Work instructions: Transcribe word for word the lines below from the line with "point(606, 223)" through the line with "point(47, 309)", ends included.

Point localization data
━━━━━━━━━━━━━━━━━━━━━━━━━━━━━━
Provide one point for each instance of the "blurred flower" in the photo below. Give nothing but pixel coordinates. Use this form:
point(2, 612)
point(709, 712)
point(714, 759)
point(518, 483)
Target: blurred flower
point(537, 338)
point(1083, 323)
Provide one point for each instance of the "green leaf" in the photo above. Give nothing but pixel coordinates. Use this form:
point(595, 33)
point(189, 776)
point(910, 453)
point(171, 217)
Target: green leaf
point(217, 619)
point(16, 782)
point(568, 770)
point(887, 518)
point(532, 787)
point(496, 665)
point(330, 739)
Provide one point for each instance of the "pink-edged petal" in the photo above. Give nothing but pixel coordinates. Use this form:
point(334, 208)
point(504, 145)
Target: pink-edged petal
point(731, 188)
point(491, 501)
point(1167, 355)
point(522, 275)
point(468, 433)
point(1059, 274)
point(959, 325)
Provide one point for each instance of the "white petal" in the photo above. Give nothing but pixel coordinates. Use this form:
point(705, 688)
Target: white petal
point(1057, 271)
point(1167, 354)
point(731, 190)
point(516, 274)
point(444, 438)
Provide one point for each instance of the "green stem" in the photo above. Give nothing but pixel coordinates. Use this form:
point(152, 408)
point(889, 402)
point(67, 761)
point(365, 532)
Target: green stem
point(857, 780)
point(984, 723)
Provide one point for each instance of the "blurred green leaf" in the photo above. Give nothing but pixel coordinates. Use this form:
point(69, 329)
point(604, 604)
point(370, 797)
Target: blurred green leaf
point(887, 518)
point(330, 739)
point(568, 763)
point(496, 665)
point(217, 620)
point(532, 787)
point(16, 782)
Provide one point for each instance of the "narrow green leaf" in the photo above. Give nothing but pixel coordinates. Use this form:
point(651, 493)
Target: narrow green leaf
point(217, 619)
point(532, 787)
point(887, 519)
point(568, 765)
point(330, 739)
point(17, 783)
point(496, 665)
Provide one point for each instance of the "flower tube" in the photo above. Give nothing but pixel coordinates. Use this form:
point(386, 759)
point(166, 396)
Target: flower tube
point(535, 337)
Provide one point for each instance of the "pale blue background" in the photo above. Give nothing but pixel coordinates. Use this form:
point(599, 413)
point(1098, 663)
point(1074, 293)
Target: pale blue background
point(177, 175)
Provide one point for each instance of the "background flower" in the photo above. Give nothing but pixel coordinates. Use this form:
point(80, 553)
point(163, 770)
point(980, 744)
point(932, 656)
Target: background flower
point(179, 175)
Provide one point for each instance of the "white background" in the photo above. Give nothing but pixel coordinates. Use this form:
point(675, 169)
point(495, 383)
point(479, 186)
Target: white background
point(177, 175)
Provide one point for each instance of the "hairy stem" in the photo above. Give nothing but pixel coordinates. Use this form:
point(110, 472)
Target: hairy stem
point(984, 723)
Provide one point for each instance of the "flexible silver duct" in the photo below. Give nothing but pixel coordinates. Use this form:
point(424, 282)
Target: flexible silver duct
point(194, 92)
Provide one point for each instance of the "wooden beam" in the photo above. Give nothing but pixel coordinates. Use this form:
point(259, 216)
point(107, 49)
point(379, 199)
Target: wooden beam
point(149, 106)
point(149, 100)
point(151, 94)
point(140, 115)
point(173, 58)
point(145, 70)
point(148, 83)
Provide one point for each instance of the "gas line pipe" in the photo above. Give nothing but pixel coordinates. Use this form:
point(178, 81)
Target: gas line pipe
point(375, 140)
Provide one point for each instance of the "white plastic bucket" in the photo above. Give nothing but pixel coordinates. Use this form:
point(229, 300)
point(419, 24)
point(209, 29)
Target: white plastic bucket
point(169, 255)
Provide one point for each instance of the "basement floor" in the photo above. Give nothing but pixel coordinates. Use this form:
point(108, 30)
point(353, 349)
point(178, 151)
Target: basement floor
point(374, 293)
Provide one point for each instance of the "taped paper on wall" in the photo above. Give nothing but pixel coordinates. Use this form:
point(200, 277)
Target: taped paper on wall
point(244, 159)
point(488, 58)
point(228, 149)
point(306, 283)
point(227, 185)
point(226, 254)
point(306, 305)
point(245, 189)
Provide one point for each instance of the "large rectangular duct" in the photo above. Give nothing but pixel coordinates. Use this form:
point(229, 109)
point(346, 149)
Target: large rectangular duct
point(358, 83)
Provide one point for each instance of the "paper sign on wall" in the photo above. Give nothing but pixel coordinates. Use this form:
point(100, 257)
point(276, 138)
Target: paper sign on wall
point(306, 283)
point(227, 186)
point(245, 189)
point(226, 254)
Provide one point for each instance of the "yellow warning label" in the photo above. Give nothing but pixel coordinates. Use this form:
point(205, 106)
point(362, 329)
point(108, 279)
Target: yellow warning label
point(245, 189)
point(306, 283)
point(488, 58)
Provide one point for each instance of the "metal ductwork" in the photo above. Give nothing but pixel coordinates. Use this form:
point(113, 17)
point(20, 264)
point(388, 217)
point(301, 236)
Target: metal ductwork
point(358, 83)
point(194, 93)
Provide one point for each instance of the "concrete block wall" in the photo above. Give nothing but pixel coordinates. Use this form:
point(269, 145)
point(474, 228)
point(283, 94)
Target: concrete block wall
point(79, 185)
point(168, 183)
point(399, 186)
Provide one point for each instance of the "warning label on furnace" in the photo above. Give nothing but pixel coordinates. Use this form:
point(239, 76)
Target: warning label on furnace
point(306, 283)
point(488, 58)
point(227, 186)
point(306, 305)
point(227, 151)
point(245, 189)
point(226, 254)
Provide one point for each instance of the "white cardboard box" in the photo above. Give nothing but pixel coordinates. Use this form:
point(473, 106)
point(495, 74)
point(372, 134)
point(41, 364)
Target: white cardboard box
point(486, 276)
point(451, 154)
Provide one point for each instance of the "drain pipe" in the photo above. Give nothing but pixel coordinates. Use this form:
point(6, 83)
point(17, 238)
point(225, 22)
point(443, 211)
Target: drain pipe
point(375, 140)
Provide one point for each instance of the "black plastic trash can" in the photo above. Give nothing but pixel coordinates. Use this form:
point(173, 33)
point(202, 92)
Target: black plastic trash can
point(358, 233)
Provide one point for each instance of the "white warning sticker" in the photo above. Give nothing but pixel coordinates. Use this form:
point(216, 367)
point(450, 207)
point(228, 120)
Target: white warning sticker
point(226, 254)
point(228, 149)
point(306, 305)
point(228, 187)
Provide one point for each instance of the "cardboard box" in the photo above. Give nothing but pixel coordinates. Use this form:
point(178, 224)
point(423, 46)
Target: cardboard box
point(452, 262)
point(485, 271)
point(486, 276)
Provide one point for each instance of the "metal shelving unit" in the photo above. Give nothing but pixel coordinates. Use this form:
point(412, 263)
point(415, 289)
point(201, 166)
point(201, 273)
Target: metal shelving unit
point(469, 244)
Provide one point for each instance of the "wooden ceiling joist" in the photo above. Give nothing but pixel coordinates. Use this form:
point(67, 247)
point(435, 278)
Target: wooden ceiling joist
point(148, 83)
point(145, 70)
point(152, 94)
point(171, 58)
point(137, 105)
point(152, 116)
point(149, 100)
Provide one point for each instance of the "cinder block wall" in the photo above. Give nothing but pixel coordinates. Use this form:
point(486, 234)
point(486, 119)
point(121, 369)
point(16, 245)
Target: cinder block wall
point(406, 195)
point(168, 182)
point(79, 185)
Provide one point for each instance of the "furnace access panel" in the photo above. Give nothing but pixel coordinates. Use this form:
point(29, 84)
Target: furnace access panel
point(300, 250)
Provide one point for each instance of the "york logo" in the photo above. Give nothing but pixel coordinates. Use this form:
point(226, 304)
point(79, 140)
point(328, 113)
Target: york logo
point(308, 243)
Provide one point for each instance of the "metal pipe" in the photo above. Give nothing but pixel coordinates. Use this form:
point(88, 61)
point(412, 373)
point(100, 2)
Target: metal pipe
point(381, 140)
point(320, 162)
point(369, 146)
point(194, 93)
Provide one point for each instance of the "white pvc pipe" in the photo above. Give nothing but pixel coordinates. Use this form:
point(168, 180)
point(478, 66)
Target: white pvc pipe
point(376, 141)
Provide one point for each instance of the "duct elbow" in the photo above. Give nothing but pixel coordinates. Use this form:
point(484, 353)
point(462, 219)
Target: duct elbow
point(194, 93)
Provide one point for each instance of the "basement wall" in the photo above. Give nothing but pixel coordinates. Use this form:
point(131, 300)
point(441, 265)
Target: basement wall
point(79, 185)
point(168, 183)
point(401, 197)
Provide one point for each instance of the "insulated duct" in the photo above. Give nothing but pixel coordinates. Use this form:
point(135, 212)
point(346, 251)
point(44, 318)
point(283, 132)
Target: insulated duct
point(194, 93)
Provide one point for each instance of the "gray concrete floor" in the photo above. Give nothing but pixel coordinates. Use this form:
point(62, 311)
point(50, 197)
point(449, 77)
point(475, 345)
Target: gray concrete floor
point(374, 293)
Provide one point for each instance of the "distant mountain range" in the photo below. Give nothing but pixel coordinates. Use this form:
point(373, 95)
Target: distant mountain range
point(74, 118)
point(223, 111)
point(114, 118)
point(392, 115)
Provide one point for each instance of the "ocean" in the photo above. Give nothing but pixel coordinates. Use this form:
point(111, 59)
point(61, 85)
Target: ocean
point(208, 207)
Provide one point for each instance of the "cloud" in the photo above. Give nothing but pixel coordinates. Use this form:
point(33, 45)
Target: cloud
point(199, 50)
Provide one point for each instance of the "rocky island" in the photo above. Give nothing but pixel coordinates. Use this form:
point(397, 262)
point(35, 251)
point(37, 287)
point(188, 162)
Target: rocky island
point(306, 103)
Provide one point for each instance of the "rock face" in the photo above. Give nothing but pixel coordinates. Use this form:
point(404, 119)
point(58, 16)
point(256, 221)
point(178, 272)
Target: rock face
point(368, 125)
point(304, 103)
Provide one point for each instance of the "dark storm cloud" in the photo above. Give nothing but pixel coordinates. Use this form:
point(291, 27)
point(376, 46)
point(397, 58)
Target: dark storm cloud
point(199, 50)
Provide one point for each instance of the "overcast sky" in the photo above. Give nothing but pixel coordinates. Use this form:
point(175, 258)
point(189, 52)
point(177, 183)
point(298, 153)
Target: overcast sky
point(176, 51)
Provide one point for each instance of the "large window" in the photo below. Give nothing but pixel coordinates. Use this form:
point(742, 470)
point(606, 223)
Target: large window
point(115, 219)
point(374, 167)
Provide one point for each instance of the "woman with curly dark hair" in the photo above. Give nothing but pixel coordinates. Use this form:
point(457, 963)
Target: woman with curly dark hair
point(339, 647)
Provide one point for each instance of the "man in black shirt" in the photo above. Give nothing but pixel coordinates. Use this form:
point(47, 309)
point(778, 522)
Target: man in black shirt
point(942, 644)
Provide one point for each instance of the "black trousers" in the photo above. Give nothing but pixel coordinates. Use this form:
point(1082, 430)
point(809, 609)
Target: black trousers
━━━━━━━━━━━━━━━━━━━━━━━━━━━━━━
Answer space:
point(606, 223)
Target: large window
point(115, 219)
point(374, 167)
Provide one point for each instance of the "woman with curly dark hair" in the photo above. Give nothing but pixel coordinates. Use this form:
point(457, 963)
Target: woman with curly dark hair
point(339, 647)
Provide one point for each instance of the "man in black shirt" in the photo above. Give nothing but pixel coordinates. Use this form:
point(47, 309)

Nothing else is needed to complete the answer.